━━━ Provided passage ━━━

2. Sliding Window Log

How It Works

Instead of counting in discrete windows, keep a log (list) of timestamps of every request.
When a new request arrives:

  1. Remove all timestamps older than now - window_size
  2. Count remaining timestamps
  3. If count < limit, allow the request and add current timestamp
  4. Otherwise, reject
Window = 60 seconds, Limit = 5

Time: 10:00:00
Log: [empty]
Request arrives -> log: [10:00:00] -> count: 1 -> ALLOW

Time: 10:00:30
Log: [10:00:00]
Request arrives -> log: [10:00:00, 10:00:30] -> count: 2 -> ALLOW

Time: 10:01:00
Log: [10:00:00, 10:00:30] -- remove 10:00:00 (it's > 60s old)
Log: [10:00:30]
Request arrives -> log: [10:00:30, 10:01:00] -> count: 2 -> ALLOW

No boundary problem. The window truly slides with every request.

Python Implementation

import time
from collections import defaultdict, deque
import threading
 
 
class SlidingWindowLog:
    """
    Sliding Window Log Rate Limiter.
    Accurate but memory-intensive: O(limit) per user.
    """
 
    def __init__(self, limit: int, window_size_seconds: float):
        self.limit = limit
        self.window_size = window_size_seconds
        self.logs = defaultdict(deque)  # user_id -> deque of timestamps
        self.lock = threading.Lock()
 
    def is_allowed(self, identifier: str) -> tuple[bool, dict]:
        with self.lock:
            now = time.time()
            window_start = now - self.window_size
            log = self.logs[identifier]
 
            # Step 1: Evict timestamps outside the window
            while log and log[0] <= window_start:
                log.popleft()
 
            # Step 2: Count current requests in window
            current_count = len(log)
 
            # Step 3: Check against limit
            if current_count < self.limit:
                log.append(now)
                return True, {
                    "limit": self.limit,
                    "remaining": self.limit - current_count - 1,
                    "current_count": current_count + 1
                }
            else:
                # Calculate when the oldest request will expire
                retry_after = log[0] + self.window_size - now if log else 0
                return False, {
                    "limit": self.limit,
                    "remaining": 0,
                    "retry_after": retry_after,
                    "current_count": current_count
                }

Redis Implementation (Sorted Sets)

import redis
import time
import uuid
 
 
def is_allowed_sliding_window_log(
    redis_client: redis.Redis,
    identifier: str,
    limit: int,
    window_seconds: int
) -> tuple[bool, dict]:
    """
    Sliding window log using Redis Sorted Sets (ZSET).
    Score = timestamp. Members = unique request IDs.
    """
    now = time.time()

━━━

Continue the sliding window log rate-limiting text, picking up right after its last line of code.

━━━ Data lines ━━━

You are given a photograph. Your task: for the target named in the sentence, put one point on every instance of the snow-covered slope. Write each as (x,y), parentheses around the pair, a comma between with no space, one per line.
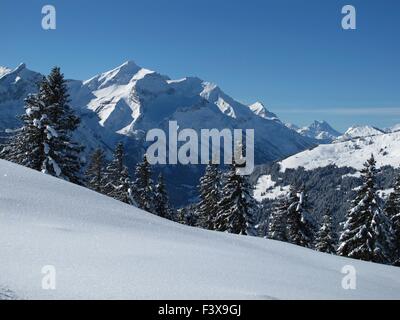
(124,103)
(4,70)
(320,130)
(259,109)
(104,249)
(394,128)
(351,153)
(360,131)
(129,100)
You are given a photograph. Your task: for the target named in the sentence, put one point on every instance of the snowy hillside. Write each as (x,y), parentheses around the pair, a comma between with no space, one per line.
(360,131)
(124,103)
(352,153)
(102,248)
(320,130)
(129,100)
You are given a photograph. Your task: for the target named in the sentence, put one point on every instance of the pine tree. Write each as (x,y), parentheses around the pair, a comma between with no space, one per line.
(278,221)
(44,142)
(326,240)
(26,146)
(95,175)
(236,208)
(117,180)
(210,195)
(392,211)
(162,206)
(62,153)
(143,184)
(299,222)
(366,233)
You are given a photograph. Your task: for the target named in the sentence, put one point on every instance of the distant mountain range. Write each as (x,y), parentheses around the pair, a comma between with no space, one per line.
(123,103)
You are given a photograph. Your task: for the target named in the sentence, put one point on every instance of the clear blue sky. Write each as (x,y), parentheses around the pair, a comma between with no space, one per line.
(290,54)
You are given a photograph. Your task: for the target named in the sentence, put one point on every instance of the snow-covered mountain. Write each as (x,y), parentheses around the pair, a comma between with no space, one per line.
(360,131)
(123,103)
(101,248)
(394,128)
(3,71)
(259,109)
(351,153)
(320,130)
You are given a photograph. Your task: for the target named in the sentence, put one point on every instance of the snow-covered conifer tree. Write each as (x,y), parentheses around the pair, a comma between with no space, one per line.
(392,211)
(326,239)
(237,207)
(62,153)
(95,177)
(366,232)
(26,145)
(210,195)
(277,227)
(162,206)
(300,225)
(117,181)
(143,186)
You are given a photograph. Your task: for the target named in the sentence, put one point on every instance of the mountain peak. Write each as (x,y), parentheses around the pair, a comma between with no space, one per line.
(320,130)
(259,109)
(359,131)
(120,75)
(4,71)
(20,67)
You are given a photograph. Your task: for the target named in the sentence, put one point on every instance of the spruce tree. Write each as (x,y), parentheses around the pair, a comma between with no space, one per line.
(236,208)
(26,145)
(392,211)
(326,240)
(143,184)
(300,229)
(44,142)
(62,153)
(117,180)
(95,176)
(278,221)
(366,232)
(210,195)
(162,206)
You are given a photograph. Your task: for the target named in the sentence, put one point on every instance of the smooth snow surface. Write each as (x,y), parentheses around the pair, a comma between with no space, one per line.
(105,249)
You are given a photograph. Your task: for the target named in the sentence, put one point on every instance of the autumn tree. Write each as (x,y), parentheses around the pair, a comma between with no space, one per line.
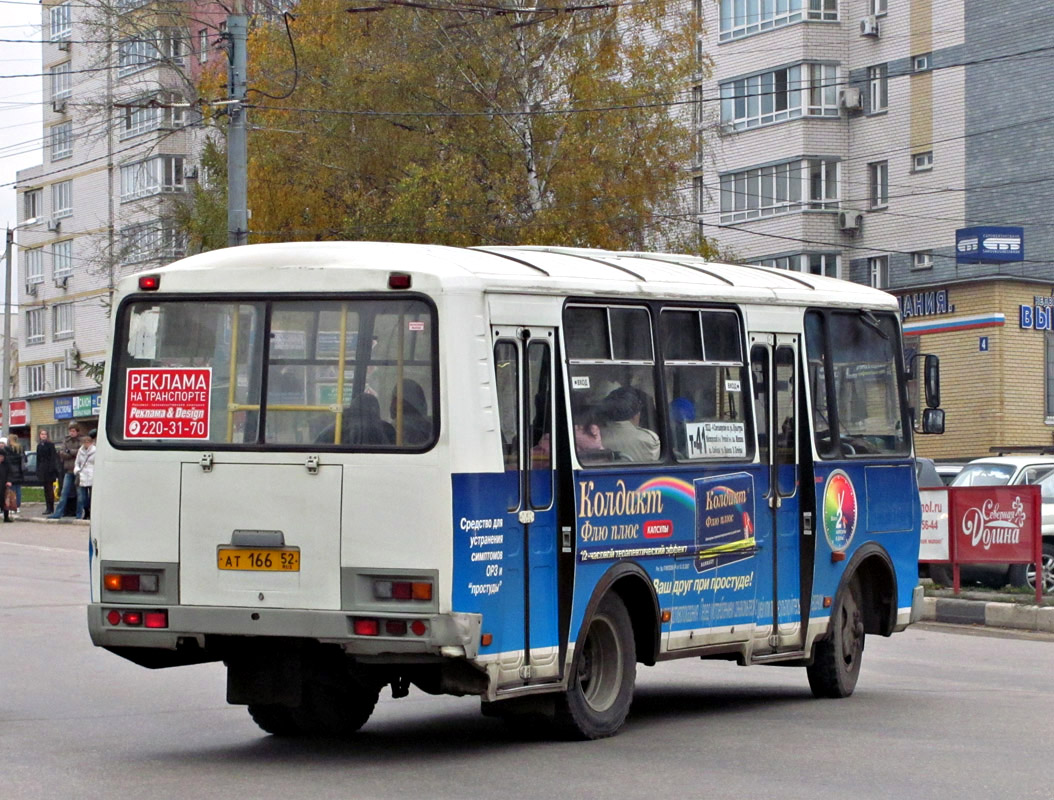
(470,123)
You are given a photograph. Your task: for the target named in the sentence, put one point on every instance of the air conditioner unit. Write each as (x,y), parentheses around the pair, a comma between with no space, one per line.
(851,99)
(869,26)
(850,220)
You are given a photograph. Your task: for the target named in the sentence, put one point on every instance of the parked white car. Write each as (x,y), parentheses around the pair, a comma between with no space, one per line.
(1010,470)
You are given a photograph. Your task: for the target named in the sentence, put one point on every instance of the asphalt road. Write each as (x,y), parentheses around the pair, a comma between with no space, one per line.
(936,714)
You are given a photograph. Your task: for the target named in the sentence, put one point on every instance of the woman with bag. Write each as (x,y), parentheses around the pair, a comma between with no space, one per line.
(15,457)
(8,494)
(83,471)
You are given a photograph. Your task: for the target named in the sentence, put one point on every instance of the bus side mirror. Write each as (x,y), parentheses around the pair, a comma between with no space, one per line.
(931,372)
(933,421)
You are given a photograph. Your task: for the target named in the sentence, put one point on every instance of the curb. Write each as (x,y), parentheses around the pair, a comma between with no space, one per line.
(953,610)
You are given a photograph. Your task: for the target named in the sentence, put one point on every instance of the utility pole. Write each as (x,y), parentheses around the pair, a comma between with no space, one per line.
(237,178)
(6,333)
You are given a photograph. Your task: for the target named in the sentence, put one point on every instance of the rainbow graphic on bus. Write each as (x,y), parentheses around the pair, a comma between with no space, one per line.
(724,520)
(840,510)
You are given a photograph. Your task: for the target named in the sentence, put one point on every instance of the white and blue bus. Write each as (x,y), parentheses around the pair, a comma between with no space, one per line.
(509,472)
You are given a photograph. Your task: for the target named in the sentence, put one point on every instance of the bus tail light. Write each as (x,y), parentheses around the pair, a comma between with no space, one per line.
(131,582)
(136,618)
(403,590)
(366,627)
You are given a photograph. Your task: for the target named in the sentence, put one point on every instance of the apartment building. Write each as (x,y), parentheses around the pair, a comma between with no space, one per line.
(905,144)
(120,142)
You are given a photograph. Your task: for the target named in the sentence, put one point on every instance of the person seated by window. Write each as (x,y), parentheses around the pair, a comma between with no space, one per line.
(682,411)
(416,425)
(621,430)
(362,424)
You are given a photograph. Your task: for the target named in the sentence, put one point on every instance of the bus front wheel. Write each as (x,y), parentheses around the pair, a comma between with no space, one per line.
(601,686)
(836,659)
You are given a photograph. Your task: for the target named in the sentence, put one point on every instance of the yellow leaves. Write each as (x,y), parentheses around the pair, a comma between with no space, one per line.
(401,129)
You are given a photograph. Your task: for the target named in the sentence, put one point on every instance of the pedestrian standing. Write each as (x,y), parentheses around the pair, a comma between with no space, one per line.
(67,454)
(15,459)
(84,472)
(47,468)
(4,485)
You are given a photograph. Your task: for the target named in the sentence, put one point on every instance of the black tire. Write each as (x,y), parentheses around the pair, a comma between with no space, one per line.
(328,709)
(1048,570)
(277,720)
(337,709)
(836,659)
(601,686)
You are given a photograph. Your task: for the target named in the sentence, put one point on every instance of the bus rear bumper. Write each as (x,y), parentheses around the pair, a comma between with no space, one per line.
(918,601)
(450,636)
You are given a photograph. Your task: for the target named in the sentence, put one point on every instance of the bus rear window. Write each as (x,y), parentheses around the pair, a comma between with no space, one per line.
(348,374)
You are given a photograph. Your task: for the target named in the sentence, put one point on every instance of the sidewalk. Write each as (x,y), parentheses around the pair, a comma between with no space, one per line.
(989,608)
(35,512)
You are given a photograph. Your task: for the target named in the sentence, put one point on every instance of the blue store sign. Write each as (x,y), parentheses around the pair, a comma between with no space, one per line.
(989,244)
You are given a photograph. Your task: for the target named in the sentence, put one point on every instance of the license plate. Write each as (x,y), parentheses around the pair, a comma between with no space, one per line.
(259,559)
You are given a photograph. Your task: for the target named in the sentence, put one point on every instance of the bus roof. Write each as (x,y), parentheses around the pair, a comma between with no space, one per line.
(535,270)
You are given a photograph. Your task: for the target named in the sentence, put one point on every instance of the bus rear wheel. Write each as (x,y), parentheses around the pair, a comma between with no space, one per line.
(601,686)
(836,659)
(328,709)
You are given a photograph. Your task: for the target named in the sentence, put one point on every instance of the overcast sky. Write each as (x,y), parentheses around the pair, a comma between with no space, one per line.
(20,98)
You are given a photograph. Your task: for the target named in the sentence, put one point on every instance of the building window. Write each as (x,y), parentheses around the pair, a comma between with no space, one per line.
(150,113)
(63,376)
(746,17)
(62,198)
(164,45)
(152,176)
(33,203)
(62,258)
(877,89)
(780,95)
(152,241)
(35,327)
(878,269)
(793,186)
(61,83)
(922,259)
(35,266)
(815,264)
(922,161)
(60,22)
(61,140)
(35,379)
(62,320)
(879,183)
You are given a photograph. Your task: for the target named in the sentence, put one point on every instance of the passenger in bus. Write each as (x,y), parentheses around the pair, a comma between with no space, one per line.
(622,431)
(363,424)
(682,411)
(416,425)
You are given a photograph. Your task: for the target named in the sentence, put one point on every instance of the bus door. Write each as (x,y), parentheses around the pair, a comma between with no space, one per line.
(774,359)
(526,406)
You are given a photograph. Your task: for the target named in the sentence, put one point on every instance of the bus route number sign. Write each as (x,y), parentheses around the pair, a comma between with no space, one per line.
(167,403)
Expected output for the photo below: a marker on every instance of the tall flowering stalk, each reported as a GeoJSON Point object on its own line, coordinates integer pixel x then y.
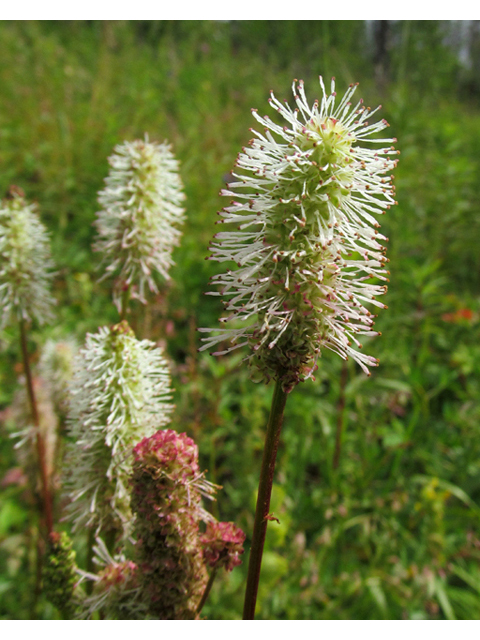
{"type": "Point", "coordinates": [166, 576]}
{"type": "Point", "coordinates": [25, 296]}
{"type": "Point", "coordinates": [120, 393]}
{"type": "Point", "coordinates": [308, 253]}
{"type": "Point", "coordinates": [138, 226]}
{"type": "Point", "coordinates": [25, 262]}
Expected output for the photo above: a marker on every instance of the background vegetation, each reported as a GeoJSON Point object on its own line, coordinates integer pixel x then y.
{"type": "Point", "coordinates": [386, 525]}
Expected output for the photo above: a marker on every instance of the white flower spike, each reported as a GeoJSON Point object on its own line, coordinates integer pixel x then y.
{"type": "Point", "coordinates": [25, 262]}
{"type": "Point", "coordinates": [306, 243]}
{"type": "Point", "coordinates": [120, 394]}
{"type": "Point", "coordinates": [138, 225]}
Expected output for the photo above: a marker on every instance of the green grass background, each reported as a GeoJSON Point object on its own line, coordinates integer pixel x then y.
{"type": "Point", "coordinates": [393, 532]}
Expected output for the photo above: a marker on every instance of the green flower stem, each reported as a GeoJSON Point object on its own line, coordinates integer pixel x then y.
{"type": "Point", "coordinates": [263, 500]}
{"type": "Point", "coordinates": [206, 593]}
{"type": "Point", "coordinates": [125, 301]}
{"type": "Point", "coordinates": [42, 462]}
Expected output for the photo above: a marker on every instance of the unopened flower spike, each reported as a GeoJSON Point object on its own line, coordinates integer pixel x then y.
{"type": "Point", "coordinates": [25, 262]}
{"type": "Point", "coordinates": [120, 393]}
{"type": "Point", "coordinates": [138, 226]}
{"type": "Point", "coordinates": [167, 490]}
{"type": "Point", "coordinates": [306, 241]}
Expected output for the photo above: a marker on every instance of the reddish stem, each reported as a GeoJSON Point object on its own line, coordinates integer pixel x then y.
{"type": "Point", "coordinates": [41, 453]}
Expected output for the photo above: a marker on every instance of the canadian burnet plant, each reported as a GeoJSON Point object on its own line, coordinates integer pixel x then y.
{"type": "Point", "coordinates": [120, 393]}
{"type": "Point", "coordinates": [26, 266]}
{"type": "Point", "coordinates": [167, 490]}
{"type": "Point", "coordinates": [139, 223]}
{"type": "Point", "coordinates": [310, 262]}
{"type": "Point", "coordinates": [306, 243]}
{"type": "Point", "coordinates": [25, 296]}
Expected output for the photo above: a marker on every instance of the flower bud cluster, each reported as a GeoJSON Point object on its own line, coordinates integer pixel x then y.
{"type": "Point", "coordinates": [307, 248]}
{"type": "Point", "coordinates": [116, 593]}
{"type": "Point", "coordinates": [60, 575]}
{"type": "Point", "coordinates": [141, 212]}
{"type": "Point", "coordinates": [223, 545]}
{"type": "Point", "coordinates": [119, 394]}
{"type": "Point", "coordinates": [25, 262]}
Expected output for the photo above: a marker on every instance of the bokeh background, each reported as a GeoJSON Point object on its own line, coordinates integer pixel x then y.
{"type": "Point", "coordinates": [378, 479]}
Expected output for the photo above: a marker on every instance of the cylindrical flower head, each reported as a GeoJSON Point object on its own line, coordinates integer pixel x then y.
{"type": "Point", "coordinates": [120, 393]}
{"type": "Point", "coordinates": [166, 498]}
{"type": "Point", "coordinates": [306, 242]}
{"type": "Point", "coordinates": [116, 593]}
{"type": "Point", "coordinates": [138, 225]}
{"type": "Point", "coordinates": [223, 545]}
{"type": "Point", "coordinates": [25, 262]}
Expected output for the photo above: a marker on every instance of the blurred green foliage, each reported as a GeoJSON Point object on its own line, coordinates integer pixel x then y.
{"type": "Point", "coordinates": [392, 531]}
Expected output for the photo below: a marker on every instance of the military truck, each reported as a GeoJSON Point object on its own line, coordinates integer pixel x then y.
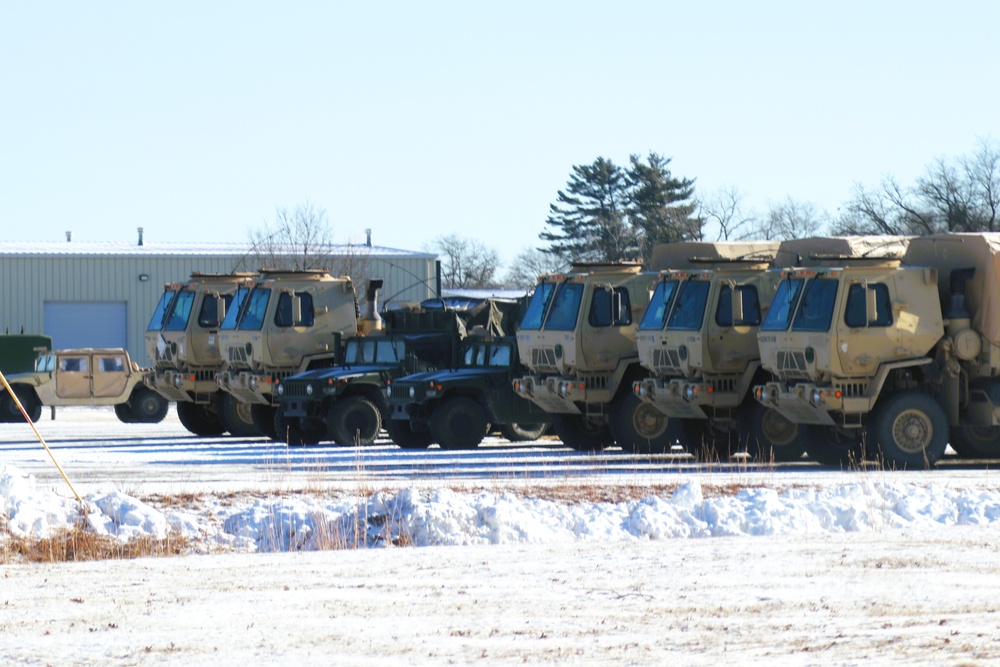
{"type": "Point", "coordinates": [458, 406]}
{"type": "Point", "coordinates": [284, 323]}
{"type": "Point", "coordinates": [348, 403]}
{"type": "Point", "coordinates": [86, 376]}
{"type": "Point", "coordinates": [182, 339]}
{"type": "Point", "coordinates": [698, 339]}
{"type": "Point", "coordinates": [892, 359]}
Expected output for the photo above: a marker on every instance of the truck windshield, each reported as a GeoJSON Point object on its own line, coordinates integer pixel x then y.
{"type": "Point", "coordinates": [233, 311]}
{"type": "Point", "coordinates": [539, 303]}
{"type": "Point", "coordinates": [252, 317]}
{"type": "Point", "coordinates": [689, 309]}
{"type": "Point", "coordinates": [565, 306]}
{"type": "Point", "coordinates": [160, 314]}
{"type": "Point", "coordinates": [816, 310]}
{"type": "Point", "coordinates": [659, 305]}
{"type": "Point", "coordinates": [180, 312]}
{"type": "Point", "coordinates": [783, 305]}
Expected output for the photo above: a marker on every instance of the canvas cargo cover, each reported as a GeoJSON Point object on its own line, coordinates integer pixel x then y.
{"type": "Point", "coordinates": [680, 255]}
{"type": "Point", "coordinates": [800, 252]}
{"type": "Point", "coordinates": [946, 252]}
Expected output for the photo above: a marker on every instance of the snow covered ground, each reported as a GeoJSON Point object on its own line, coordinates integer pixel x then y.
{"type": "Point", "coordinates": [638, 564]}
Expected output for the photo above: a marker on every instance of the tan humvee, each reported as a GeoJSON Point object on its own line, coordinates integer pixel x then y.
{"type": "Point", "coordinates": [87, 376]}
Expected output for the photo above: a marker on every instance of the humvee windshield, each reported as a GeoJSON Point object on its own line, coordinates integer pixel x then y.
{"type": "Point", "coordinates": [180, 312]}
{"type": "Point", "coordinates": [372, 351]}
{"type": "Point", "coordinates": [539, 303]}
{"type": "Point", "coordinates": [783, 305]}
{"type": "Point", "coordinates": [160, 314]}
{"type": "Point", "coordinates": [659, 305]}
{"type": "Point", "coordinates": [689, 308]}
{"type": "Point", "coordinates": [487, 355]}
{"type": "Point", "coordinates": [233, 311]}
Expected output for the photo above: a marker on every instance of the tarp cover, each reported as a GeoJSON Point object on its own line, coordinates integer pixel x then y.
{"type": "Point", "coordinates": [680, 255]}
{"type": "Point", "coordinates": [946, 252]}
{"type": "Point", "coordinates": [799, 252]}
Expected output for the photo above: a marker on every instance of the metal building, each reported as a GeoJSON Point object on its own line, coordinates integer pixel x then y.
{"type": "Point", "coordinates": [102, 294]}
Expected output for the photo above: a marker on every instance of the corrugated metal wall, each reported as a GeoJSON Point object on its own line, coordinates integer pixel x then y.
{"type": "Point", "coordinates": [27, 282]}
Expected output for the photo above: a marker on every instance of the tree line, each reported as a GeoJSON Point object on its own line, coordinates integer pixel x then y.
{"type": "Point", "coordinates": [609, 213]}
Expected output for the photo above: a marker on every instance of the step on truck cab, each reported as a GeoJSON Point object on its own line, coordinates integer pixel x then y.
{"type": "Point", "coordinates": [348, 404]}
{"type": "Point", "coordinates": [281, 324]}
{"type": "Point", "coordinates": [86, 376]}
{"type": "Point", "coordinates": [458, 406]}
{"type": "Point", "coordinates": [698, 340]}
{"type": "Point", "coordinates": [182, 339]}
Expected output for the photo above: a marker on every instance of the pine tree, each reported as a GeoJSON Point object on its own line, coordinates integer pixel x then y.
{"type": "Point", "coordinates": [660, 208]}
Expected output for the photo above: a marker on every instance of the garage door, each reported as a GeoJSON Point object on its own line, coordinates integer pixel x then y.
{"type": "Point", "coordinates": [86, 324]}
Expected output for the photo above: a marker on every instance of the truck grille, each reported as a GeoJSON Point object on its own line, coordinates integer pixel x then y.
{"type": "Point", "coordinates": [792, 365]}
{"type": "Point", "coordinates": [666, 360]}
{"type": "Point", "coordinates": [543, 360]}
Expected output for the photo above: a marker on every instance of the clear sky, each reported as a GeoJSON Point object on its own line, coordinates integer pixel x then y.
{"type": "Point", "coordinates": [195, 120]}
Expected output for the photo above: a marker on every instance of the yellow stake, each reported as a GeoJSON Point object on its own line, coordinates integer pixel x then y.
{"type": "Point", "coordinates": [41, 440]}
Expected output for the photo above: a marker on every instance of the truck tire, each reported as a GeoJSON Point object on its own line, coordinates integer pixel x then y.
{"type": "Point", "coordinates": [147, 406]}
{"type": "Point", "coordinates": [832, 446]}
{"type": "Point", "coordinates": [459, 423]}
{"type": "Point", "coordinates": [910, 430]}
{"type": "Point", "coordinates": [771, 437]}
{"type": "Point", "coordinates": [199, 419]}
{"type": "Point", "coordinates": [403, 435]}
{"type": "Point", "coordinates": [579, 434]}
{"type": "Point", "coordinates": [237, 417]}
{"type": "Point", "coordinates": [976, 442]}
{"type": "Point", "coordinates": [29, 401]}
{"type": "Point", "coordinates": [354, 421]}
{"type": "Point", "coordinates": [523, 432]}
{"type": "Point", "coordinates": [638, 426]}
{"type": "Point", "coordinates": [124, 413]}
{"type": "Point", "coordinates": [263, 419]}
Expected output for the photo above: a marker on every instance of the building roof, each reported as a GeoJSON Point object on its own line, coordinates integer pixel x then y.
{"type": "Point", "coordinates": [167, 249]}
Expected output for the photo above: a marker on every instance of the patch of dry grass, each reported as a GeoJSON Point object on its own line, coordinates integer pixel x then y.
{"type": "Point", "coordinates": [76, 544]}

━━━

■ Result ■
    window_start = now - window_seconds
    key = f"rl:swl:{identifier}"
 
    # Use pipeline for batch execution
    pipe = redis_client.pipeline()
    # Remove timestamps outside the window
    pipe.zremrangebyscore(key, 0, window_start)
    # Count requests in window
    pipe.zcard(key)
    # Add current request with timestamp as score
    pipe.zadd(key, {str(uuid.uuid4()): now})
    # Set key expiry to auto-cleanup
    pipe.expire(key, window_seconds * 2)
    results = pipe.execute()
 
    count_before = results[1]  # count BEFORE adding this request
 
    if count_before < limit:
        return True, {
            "limit": limit,
            "remaining": limit - count_before - 1
        }
    else:
        # Remove the request we just added (it was rejected)
        # In production, use a Lua script to make this atomic
        redis_client.zpopmax(key)
        return False, {
            "limit": limit,
            "remaining": 0
        }

Important: The Redis pipeline above is NOT atomic. A concurrent request can sneak in
between steps. Use a Lua script for true atomicity. See Part 3 for the Lua implementation.

Pros and Cons

ProsCons
Perfectly accurate - no boundary problemHigh memory: O(requests) per user
True sliding window behaviorMemory grows with traffic
Fair to all usersCleanup overhead

Memory Calculation

If your limit is 1,000 requests/minute and you have 100,000 users:

  • Each user: 1,000 timestamps x 8 bytes = ~8KB
  • 100,000 users: ~800MB just for rate limit logs

This is why sliding window log is rarely used at scale without the hybrid counter approach.


3. Sliding Window Counter (Hybrid)

How It Works

This is the practical solution that balances accuracy with memory efficiency. It combines
fixed windows with a weighted estimate.

Key insight: Instead of storing every timestamp, store just two counters:

  • Previous window count
  • Current window count

Use a linear interpolation to estimate how many requests occurred in the true sliding window.

Formula:

estimated_count = previous_window_count * (1 - overlap) + current_window_count

where:
  overlap = fraction of current window elapsed = elapsed_time / window_size
  (1 - overlap) = fraction of previous window still "visible"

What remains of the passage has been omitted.